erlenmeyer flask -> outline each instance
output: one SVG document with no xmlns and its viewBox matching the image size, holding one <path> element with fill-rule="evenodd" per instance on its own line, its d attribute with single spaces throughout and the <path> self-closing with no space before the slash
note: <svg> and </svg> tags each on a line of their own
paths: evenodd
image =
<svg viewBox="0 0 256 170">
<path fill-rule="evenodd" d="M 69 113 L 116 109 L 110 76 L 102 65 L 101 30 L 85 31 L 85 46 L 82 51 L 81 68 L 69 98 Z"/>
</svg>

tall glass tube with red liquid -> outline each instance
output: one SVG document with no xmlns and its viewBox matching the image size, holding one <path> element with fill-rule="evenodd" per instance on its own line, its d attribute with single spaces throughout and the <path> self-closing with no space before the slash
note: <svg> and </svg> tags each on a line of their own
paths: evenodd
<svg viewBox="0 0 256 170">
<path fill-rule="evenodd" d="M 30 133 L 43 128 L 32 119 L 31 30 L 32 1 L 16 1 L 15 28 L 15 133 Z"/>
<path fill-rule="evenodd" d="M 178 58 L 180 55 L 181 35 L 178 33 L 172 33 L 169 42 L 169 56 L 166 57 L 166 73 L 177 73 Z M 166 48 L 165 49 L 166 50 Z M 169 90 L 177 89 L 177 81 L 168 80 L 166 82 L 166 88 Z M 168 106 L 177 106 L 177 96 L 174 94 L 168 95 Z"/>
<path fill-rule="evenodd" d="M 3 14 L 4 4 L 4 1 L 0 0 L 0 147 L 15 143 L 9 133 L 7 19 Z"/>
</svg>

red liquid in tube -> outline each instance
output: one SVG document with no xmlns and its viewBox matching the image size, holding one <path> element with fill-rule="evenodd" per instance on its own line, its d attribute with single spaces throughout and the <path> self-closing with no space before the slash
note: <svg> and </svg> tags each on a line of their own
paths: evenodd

= = =

-- Given problem --
Begin at the line that has "tall glass tube" and stop after the last line of the records, then give all of those lines again, requests included. In the answers, multiply every number (the viewBox values and the path coordinates) by 0.4 and round to whole numbers, with halves rounding up.

-- Written reply --
tall glass tube with red liquid -> outline each instance
output: one SVG document with no xmlns and its viewBox matching the image size, holding one <path> element with fill-rule="evenodd" per instance on its own line, its d attribute with single spaces throughout and the <path> self-closing with no space before the slash
note: <svg> and </svg> tags each on a line of their own
paths: evenodd
<svg viewBox="0 0 102 68">
<path fill-rule="evenodd" d="M 12 53 L 17 51 L 13 48 L 12 12 L 13 0 L 6 0 L 6 11 L 6 53 Z"/>
<path fill-rule="evenodd" d="M 71 23 L 72 22 L 72 14 L 71 13 L 69 13 L 68 17 L 68 22 L 66 23 L 66 29 L 71 29 Z M 66 19 L 66 20 L 66 20 Z M 68 36 L 71 36 L 71 32 L 67 32 L 66 33 L 66 35 Z M 67 42 L 71 42 L 71 38 L 70 38 L 67 38 Z"/>
<path fill-rule="evenodd" d="M 1 6 L 2 2 L 2 0 L 0 0 L 0 59 L 6 57 L 4 53 L 3 8 Z"/>
</svg>

red liquid in tube -> outline each instance
output: one SVG document with no xmlns and its viewBox matching the image size, holding one <path> element with fill-rule="evenodd" per instance on its own line, its d attribute with single spaces throughout and the <path> self-closing with no space before the slash
note: <svg> and </svg> tags each on a line of their own
paths: evenodd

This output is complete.